Input material -
-=-=-
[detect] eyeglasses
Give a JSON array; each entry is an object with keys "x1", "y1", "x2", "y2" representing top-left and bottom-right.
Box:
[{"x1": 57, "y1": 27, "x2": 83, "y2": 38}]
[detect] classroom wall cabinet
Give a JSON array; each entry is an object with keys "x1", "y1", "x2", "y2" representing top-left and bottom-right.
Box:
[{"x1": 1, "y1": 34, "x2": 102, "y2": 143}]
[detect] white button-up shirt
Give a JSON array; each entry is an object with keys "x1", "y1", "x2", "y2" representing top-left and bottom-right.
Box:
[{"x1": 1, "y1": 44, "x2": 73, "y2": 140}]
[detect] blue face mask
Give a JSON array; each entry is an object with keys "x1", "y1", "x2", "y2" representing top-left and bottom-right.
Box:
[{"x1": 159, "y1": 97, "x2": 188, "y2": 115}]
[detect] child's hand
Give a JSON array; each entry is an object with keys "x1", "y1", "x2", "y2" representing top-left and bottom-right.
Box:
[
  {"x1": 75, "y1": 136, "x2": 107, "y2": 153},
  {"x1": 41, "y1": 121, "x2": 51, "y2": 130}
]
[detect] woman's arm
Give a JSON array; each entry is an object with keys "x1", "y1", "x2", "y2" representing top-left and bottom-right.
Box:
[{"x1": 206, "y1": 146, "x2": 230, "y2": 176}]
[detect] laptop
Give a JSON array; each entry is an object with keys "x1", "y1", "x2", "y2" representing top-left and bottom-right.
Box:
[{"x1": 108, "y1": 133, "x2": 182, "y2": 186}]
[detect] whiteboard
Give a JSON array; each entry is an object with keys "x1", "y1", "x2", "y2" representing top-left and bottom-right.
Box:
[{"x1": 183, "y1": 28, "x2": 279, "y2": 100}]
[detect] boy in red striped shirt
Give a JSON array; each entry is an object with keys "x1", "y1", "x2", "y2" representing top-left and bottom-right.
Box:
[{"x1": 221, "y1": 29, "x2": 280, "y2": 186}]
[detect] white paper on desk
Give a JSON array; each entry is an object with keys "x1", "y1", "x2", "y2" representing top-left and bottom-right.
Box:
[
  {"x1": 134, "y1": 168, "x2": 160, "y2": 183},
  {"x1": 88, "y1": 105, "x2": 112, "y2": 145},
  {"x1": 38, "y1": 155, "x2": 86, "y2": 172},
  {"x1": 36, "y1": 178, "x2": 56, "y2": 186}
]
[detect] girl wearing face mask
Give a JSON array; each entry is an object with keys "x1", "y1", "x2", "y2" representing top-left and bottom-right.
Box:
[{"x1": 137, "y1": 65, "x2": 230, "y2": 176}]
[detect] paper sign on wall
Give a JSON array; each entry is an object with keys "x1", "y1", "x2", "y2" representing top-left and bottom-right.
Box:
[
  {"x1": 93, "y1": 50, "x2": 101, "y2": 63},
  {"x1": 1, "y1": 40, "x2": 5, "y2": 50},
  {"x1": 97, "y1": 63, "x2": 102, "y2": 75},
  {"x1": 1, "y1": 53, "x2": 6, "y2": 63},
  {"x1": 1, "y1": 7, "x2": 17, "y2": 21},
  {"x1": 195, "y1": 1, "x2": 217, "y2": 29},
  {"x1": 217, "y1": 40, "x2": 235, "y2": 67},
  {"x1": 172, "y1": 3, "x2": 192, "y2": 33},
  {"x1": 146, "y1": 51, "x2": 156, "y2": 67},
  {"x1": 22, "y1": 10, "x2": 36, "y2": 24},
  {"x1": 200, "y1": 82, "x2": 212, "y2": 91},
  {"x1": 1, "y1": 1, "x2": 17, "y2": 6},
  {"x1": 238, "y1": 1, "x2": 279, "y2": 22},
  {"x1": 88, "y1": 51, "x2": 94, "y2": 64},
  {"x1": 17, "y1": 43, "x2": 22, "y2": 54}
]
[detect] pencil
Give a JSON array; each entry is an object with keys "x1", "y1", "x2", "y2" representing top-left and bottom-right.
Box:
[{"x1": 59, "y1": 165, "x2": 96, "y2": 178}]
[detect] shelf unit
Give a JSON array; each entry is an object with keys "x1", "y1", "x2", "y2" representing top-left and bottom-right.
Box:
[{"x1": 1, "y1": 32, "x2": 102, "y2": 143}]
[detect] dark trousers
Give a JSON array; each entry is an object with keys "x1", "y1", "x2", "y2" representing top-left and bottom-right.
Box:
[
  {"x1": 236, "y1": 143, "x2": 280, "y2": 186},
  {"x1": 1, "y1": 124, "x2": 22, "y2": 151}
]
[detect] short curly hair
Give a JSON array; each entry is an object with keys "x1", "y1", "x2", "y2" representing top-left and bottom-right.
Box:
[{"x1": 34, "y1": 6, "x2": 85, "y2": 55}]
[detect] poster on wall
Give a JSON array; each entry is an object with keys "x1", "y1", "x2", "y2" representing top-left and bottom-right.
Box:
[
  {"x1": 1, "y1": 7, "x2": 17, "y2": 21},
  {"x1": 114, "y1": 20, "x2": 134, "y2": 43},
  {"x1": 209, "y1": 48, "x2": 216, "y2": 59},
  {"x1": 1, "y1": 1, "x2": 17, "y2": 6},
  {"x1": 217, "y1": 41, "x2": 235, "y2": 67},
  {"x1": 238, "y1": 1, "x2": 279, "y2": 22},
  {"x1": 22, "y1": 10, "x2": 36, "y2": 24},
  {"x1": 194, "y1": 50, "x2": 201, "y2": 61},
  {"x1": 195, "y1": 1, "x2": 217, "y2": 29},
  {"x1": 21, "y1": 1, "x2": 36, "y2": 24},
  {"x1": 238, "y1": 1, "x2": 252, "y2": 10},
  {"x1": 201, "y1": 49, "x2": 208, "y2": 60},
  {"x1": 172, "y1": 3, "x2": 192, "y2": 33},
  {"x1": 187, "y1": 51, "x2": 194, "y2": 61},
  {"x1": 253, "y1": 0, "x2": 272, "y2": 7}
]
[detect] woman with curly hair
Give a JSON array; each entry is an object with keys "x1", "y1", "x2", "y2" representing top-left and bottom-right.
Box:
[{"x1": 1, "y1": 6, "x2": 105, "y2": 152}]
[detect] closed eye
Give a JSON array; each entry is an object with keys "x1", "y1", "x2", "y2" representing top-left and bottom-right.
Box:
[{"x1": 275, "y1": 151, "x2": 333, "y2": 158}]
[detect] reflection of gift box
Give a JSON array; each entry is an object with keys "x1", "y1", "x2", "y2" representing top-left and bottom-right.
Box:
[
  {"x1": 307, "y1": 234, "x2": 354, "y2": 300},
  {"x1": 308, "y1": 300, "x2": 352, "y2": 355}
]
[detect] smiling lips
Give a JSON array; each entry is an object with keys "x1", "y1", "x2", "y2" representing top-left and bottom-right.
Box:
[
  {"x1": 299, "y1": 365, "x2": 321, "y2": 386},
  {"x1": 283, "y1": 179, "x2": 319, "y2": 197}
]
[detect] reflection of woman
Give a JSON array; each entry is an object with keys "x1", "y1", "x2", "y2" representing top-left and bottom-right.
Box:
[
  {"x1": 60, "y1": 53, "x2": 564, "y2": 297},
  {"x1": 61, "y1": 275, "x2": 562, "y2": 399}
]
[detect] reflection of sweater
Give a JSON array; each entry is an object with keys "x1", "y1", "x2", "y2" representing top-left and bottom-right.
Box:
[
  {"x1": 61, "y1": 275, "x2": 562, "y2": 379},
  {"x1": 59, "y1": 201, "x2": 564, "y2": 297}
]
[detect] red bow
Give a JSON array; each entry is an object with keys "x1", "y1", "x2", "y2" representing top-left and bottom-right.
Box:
-=-=-
Problem description - Rewrite every line from the one containing "[detect] woman with curly hair" through the end of the material. Leave everything unchanged except that each bounding-box coordinate in the answers is offset by adding 81.

Solution below -
[detect] woman with curly hair
Give a JSON array; each entry is an object with keys "x1", "y1", "x2", "y2" representing top-left and bottom-right.
Box:
[{"x1": 82, "y1": 87, "x2": 186, "y2": 233}]
[detect] closed eye
Give a JSON array; each entry is an object with keys "x1", "y1", "x2", "y2" representing top-left and bottom-right.
Box:
[{"x1": 356, "y1": 232, "x2": 414, "y2": 239}]
[detect] reflection of gift box
Give a JSON array; each entry is an object with keys "x1", "y1", "x2", "y2" representing top-left and bottom-right.
Box:
[
  {"x1": 388, "y1": 315, "x2": 435, "y2": 381},
  {"x1": 389, "y1": 381, "x2": 433, "y2": 436}
]
[detect] smiling lips
Give a JSON array; each entry is an object with keys "x1", "y1", "x2", "y2" representing top-left and bottom-right.
Box:
[
  {"x1": 380, "y1": 446, "x2": 402, "y2": 467},
  {"x1": 364, "y1": 260, "x2": 400, "y2": 278}
]
[detect] reflection of woman
Give a JSON array; each entry is an object with keys "x1", "y1", "x2", "y2" representing top-left and bottom-right.
Box:
[
  {"x1": 141, "y1": 134, "x2": 645, "y2": 378},
  {"x1": 142, "y1": 356, "x2": 643, "y2": 480}
]
[detect] reflection of sweater
Give a JSON array; each entry is an object with keys "x1", "y1", "x2", "y2" representing top-left and bottom-right.
Box:
[
  {"x1": 142, "y1": 356, "x2": 643, "y2": 460},
  {"x1": 140, "y1": 282, "x2": 645, "y2": 378}
]
[detect] red bow
Give a JSON array; each entry is an object with keys "x1", "y1", "x2", "y2" representing top-left and bottom-right.
Box:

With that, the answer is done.